REQUEST A:
In the benchmark protocol, rewrite the stretch from "1. Core Row" through "compiled = compile_formula(model, data)", swapping "GLM" for "MixedModels" wherever it appears.

EXTRACT TO READ:

===

Benchmark Protocol

Purpose

  • Provide a reproducible method to validate performance and allocation claims.
  • Report results with context and conservative interpretation.

Environment

  • Julia: record VERSION (e.g., 1.10.x or 1.11.x)
  • CPU: model, frequency, cores; Sys.CPU_NAME if available
  • OS: name and version
  • Threads: Threads.nthreads() and BLAS threads (BLAS.get_num_threads())
  • Packages: Pkg.status() for FormulaCompiler, GLM, MixedModels, ForwardDiff, Tables, DataFrames

Runner Script

  • A convenience runner is provided at scripts/benchmarks.jl.
  • Examples:
    • julia --project=. scripts/benchmarks.jl (default subset)
    • julia --project=. scripts/benchmarks.jl core deriv margins se (select tasks)
  • Prints per-benchmark median/min time and minimum memory; include this output with your Environment section.

Minimal runner

  • Edit options at the top of scripts/benchmarks_simple.jl and run:
    • julia --project=. scripts/benchmarks_simple.jl
  • Set selected, fast, out, file, tag in the script; no CLI flags needed.

Setup

  • Activate project: Pkg.activate(".."); Pkg.instantiate()
  • Using: using BenchmarkTools, FormulaCompiler, GLM, MixedModels, Tables, DataFrames, CategoricalArrays, Random
  • For marginal effects benchmarks (sections 5-6): using Margins # See https://github.com/emfeltham/Margins.jl
  • Data format: Prefer Tables.columntable(df) for evaluation
  • Warmup: run each function once before benchmarking

Conventions

  • Use @benchmark with concrete arguments; avoid globals
  • Record: minimum(time), median(time), minimum(memory)
  • Target allocations: FD paths 0 bytes; AD paths ≤512 bytes (ForwardDiff overhead)
  • Present ranges, not single points; note environment details

Benchmarks

  1. Core Row Evaluation (Compiled)
  • Model: small GLM (e.g., y ~ x * group + log1p(abs(z)) with categorical group)
  • Steps:
    • Fit model with GLM; build data = Tables.columntable(df)
    • compiled = compile_formula(model, data)
    • row = Vector{Float64}(undef, length(compiled))
    • Single row: @benchmark $compiled($row, $data, 25)

===

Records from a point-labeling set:
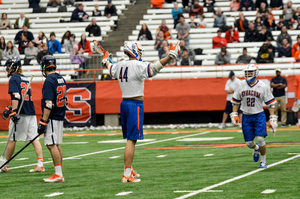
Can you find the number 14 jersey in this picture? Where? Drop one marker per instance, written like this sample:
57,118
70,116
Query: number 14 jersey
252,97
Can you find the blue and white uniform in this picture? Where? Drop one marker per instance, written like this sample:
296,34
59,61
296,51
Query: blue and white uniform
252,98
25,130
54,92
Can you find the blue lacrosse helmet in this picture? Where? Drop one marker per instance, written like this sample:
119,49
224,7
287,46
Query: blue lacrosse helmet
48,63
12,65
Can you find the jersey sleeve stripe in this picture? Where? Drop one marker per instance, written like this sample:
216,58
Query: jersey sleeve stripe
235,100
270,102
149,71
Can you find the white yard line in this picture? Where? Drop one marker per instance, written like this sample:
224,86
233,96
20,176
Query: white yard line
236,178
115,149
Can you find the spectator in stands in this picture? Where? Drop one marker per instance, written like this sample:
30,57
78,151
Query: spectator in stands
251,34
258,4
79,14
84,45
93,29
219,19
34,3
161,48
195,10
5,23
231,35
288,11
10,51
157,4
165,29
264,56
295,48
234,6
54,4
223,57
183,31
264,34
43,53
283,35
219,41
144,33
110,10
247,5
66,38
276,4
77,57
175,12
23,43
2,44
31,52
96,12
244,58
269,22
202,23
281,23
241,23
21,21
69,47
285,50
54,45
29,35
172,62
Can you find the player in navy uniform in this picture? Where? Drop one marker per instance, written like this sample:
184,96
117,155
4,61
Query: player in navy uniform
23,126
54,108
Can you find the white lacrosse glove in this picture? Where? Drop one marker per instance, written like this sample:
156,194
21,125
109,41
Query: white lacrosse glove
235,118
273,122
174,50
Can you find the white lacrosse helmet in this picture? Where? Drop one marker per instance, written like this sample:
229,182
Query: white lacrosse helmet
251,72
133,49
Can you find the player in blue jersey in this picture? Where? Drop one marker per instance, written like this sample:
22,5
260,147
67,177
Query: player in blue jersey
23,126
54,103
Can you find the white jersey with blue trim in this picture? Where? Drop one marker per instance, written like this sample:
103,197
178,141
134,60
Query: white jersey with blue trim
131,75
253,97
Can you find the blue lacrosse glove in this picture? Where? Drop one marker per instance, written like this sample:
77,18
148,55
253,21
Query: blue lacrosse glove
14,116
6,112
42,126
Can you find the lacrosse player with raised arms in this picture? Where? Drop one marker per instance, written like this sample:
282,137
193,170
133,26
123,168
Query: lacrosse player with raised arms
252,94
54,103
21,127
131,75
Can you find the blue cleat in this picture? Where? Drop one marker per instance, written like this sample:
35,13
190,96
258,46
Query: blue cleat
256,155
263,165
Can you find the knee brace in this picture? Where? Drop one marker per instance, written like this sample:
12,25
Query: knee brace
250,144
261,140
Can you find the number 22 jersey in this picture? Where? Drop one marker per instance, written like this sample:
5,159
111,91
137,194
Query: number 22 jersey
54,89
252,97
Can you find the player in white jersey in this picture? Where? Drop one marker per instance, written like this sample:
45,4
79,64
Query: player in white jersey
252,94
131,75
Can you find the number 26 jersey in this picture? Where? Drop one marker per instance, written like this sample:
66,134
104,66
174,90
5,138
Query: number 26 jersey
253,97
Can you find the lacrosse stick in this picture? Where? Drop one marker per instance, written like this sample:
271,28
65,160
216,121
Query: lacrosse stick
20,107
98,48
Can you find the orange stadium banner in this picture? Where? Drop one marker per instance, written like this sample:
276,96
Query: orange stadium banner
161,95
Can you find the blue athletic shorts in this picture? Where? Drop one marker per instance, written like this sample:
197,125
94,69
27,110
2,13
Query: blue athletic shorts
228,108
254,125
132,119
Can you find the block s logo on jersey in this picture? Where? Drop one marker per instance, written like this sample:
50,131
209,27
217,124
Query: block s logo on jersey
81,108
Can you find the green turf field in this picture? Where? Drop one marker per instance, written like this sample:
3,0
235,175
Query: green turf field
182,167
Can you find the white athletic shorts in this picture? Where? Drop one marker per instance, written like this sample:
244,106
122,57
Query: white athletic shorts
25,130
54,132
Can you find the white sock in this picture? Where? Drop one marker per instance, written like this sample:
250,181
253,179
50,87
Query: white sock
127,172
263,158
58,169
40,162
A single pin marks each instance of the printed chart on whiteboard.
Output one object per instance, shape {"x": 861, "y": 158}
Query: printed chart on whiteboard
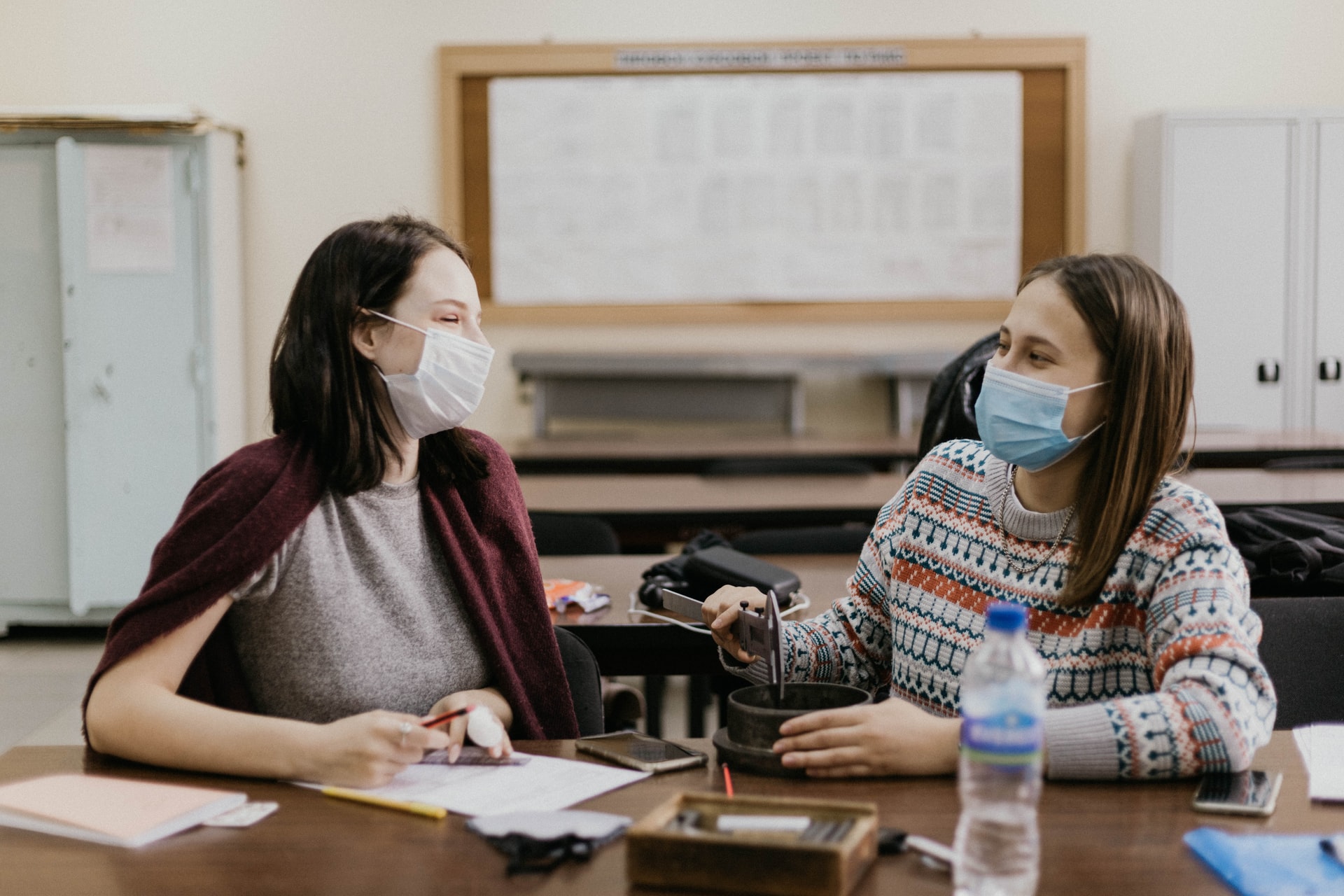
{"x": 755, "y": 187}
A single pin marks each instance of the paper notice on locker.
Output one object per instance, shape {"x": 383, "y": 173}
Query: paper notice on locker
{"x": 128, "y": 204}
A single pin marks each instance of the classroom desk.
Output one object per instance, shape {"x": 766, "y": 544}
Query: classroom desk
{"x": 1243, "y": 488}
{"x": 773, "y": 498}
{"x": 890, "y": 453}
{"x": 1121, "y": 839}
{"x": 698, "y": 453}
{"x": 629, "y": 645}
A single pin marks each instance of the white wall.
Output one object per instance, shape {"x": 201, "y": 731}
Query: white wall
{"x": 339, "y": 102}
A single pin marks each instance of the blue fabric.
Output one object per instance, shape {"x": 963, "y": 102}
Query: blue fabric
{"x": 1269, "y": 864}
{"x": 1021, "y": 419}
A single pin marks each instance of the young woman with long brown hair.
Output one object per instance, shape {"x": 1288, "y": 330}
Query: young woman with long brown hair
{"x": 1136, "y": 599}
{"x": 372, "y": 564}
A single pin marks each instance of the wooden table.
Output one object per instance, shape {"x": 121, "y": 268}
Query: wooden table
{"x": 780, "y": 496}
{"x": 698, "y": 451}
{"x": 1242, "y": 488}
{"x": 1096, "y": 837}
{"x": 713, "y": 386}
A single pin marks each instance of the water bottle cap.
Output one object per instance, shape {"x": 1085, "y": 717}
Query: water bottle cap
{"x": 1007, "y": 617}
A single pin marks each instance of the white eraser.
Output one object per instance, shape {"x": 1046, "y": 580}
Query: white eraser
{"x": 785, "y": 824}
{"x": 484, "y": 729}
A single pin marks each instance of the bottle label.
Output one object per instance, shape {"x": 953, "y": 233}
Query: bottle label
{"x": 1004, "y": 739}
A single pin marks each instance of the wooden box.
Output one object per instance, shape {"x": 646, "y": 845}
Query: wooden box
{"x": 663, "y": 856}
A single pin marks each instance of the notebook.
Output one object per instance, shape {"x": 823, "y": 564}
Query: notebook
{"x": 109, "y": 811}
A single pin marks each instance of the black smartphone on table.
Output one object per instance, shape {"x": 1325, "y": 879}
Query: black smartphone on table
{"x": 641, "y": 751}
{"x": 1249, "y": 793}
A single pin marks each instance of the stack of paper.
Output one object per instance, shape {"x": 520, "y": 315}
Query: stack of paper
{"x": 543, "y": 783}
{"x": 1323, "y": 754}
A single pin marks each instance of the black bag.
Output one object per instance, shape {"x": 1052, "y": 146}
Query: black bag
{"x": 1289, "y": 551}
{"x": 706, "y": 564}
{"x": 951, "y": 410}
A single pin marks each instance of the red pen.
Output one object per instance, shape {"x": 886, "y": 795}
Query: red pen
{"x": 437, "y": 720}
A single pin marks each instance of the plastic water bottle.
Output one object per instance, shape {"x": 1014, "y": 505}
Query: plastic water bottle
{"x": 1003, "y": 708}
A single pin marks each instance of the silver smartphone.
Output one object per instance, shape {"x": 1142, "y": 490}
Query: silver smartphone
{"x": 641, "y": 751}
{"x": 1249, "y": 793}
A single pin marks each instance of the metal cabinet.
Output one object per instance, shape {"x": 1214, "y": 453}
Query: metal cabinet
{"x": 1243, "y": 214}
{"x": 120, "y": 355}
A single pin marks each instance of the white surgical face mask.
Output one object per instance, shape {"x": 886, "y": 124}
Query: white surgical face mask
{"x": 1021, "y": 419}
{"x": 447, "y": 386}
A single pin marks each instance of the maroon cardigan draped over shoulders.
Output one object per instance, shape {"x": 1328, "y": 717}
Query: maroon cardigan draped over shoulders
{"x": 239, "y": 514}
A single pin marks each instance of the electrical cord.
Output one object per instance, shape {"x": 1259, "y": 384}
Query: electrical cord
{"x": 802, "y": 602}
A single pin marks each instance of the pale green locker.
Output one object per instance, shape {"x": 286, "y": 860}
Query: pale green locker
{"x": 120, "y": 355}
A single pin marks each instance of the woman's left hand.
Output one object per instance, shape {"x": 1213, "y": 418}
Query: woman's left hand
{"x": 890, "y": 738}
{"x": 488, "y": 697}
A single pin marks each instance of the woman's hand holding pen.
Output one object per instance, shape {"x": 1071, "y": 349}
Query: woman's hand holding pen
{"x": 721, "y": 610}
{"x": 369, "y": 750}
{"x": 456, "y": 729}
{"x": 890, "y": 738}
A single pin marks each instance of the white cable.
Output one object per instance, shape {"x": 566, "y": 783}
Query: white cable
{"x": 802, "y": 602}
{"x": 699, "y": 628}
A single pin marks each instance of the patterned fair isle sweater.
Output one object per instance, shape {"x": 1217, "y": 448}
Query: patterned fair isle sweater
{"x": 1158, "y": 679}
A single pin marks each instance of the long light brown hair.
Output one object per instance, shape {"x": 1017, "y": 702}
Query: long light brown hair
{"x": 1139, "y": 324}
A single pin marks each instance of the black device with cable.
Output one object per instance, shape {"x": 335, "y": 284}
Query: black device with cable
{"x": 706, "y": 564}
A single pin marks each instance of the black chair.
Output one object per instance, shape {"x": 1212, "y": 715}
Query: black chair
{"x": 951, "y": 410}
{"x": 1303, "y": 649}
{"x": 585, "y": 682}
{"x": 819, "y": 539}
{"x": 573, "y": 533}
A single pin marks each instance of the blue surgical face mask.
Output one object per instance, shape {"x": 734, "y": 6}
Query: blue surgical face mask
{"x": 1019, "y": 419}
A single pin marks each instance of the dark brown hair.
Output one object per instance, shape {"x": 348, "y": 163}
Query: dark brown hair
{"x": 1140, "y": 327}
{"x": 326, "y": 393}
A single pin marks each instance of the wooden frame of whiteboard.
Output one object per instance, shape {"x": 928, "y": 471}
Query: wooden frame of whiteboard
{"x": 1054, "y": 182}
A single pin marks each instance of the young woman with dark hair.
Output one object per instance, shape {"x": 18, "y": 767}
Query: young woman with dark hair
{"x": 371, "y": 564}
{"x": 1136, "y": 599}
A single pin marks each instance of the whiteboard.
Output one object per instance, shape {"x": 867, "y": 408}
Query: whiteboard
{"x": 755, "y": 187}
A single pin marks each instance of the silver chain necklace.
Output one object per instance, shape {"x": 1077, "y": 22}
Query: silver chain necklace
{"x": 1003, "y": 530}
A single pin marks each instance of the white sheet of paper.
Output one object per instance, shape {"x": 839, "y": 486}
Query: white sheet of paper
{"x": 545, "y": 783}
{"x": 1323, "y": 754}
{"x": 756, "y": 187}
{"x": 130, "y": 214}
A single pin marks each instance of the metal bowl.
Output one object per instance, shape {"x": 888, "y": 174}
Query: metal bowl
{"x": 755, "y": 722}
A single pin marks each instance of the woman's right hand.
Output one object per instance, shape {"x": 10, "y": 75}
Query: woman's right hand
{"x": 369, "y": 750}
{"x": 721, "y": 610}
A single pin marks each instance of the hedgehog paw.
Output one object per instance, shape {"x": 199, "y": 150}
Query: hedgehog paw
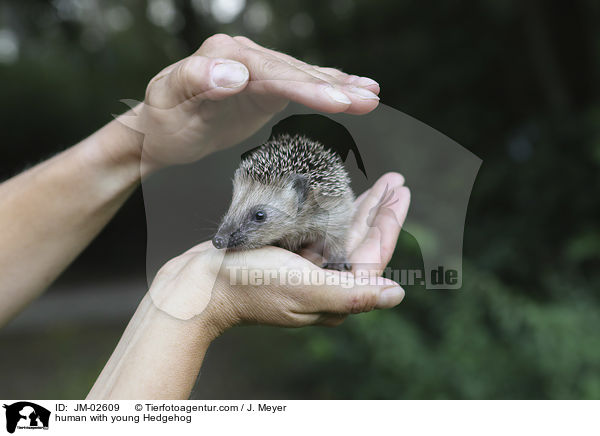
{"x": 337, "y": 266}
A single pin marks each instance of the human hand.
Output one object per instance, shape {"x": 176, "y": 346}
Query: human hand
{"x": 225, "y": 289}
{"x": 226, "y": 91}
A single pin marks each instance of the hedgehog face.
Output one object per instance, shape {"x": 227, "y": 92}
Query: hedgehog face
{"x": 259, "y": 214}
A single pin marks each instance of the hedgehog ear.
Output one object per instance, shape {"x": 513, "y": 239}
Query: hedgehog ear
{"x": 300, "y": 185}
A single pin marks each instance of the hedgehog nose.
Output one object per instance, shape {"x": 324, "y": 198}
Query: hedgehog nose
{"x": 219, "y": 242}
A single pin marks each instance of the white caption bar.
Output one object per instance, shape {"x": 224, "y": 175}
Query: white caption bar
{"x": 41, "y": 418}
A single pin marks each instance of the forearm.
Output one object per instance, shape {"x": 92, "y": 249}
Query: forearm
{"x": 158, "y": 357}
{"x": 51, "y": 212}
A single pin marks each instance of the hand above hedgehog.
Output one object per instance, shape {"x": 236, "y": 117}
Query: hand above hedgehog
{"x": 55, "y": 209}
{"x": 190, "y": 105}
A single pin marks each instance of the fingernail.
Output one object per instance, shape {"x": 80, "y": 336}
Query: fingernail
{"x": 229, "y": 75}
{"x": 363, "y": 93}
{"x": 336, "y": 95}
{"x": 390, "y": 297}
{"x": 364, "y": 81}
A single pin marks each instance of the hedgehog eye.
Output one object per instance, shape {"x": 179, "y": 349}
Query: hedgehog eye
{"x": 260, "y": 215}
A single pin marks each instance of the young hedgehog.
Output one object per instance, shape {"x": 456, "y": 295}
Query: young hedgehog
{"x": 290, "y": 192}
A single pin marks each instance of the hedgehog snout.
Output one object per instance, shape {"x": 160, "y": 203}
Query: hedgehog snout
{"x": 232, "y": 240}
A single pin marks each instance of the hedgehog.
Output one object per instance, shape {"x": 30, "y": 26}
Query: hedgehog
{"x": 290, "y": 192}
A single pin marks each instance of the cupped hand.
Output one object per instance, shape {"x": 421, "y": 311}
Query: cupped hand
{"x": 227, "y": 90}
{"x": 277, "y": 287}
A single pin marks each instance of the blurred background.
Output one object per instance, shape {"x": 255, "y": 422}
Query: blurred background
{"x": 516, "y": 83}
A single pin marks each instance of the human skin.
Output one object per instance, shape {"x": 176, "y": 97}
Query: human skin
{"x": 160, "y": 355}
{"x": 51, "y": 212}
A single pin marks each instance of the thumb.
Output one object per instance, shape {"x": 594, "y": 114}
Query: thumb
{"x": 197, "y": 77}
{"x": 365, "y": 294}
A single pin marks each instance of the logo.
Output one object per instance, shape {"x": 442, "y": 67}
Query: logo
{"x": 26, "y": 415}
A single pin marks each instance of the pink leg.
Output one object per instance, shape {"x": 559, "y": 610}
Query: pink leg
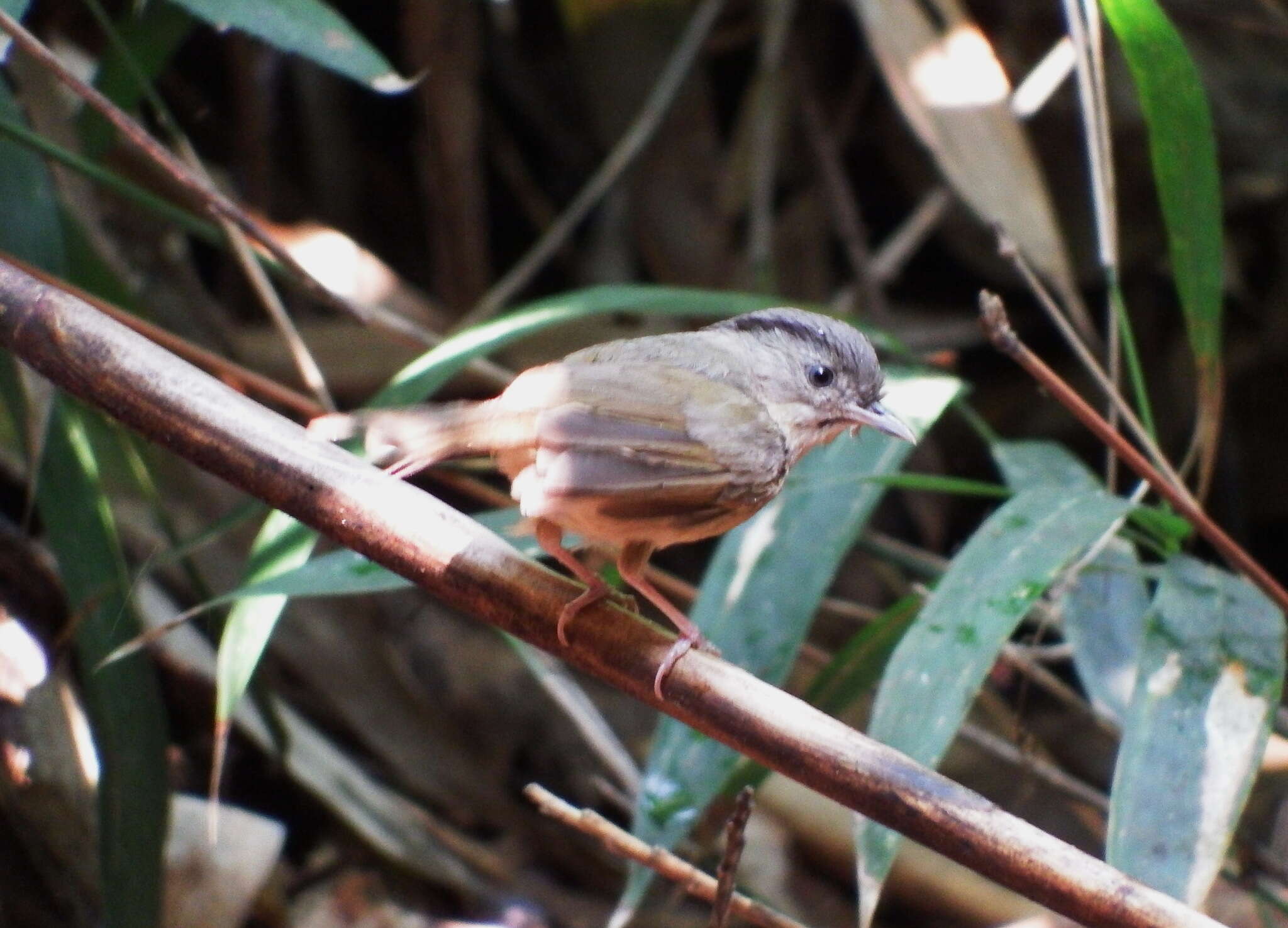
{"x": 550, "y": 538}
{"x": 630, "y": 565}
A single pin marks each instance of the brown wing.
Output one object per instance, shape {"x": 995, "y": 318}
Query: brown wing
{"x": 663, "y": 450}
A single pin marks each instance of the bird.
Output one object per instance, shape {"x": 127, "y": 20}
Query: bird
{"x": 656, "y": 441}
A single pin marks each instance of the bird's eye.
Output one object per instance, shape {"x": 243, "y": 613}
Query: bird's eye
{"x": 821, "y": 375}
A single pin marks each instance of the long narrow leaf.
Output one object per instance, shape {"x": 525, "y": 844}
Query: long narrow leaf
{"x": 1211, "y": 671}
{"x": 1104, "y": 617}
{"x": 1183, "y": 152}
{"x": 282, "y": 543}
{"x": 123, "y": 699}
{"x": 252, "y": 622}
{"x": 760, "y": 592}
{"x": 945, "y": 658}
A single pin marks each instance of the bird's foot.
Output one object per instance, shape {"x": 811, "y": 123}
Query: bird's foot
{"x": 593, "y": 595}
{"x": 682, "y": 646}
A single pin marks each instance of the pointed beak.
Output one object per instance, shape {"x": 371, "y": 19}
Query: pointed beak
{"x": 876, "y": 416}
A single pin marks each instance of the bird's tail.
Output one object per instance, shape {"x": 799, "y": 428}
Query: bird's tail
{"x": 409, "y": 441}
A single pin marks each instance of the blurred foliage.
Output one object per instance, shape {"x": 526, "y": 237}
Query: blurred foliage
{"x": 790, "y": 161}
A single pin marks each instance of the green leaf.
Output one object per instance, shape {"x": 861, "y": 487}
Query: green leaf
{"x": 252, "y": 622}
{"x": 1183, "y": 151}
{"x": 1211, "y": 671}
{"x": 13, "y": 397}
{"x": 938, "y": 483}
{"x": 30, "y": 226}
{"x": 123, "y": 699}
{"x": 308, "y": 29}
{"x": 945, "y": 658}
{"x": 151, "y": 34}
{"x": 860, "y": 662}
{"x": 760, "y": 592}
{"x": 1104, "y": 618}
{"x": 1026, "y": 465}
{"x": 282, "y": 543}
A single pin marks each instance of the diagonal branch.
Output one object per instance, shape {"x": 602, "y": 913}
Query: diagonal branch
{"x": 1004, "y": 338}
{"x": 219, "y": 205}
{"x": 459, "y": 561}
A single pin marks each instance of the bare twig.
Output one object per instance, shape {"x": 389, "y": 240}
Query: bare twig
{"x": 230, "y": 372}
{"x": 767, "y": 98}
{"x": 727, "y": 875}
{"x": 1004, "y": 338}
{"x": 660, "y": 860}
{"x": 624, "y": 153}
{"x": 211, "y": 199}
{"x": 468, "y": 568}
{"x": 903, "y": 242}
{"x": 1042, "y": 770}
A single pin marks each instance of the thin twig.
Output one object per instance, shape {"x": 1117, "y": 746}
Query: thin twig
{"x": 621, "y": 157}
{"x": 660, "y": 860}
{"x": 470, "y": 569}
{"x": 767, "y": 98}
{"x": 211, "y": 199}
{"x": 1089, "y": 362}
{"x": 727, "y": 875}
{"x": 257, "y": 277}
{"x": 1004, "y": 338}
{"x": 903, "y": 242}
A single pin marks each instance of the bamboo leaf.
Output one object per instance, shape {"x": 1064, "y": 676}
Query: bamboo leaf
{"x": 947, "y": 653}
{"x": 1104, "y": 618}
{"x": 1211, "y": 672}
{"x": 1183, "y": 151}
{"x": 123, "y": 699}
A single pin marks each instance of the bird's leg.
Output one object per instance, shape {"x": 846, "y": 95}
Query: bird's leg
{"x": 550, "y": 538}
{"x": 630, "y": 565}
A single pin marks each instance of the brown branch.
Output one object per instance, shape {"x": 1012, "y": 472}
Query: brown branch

===

REQUEST B:
List every line of the records above that contains the string "sleeve".

TASK SOLUTION A:
1. Core Row Evaluation (Compiled)
  • Model: small MixedModels (e.g., y ~ x * group + log1p(abs(z)) with categorical group)
  • Steps:
    • Fit model with MixedModels; build data = Tables.columntable(df)
    • compiled = compile_formula(model, data)

TASK SOLUTION B:
Can you find the jersey sleeve stripe in this picture? Where? Drop one marker per instance, written like this sample:
Query: jersey sleeve stripe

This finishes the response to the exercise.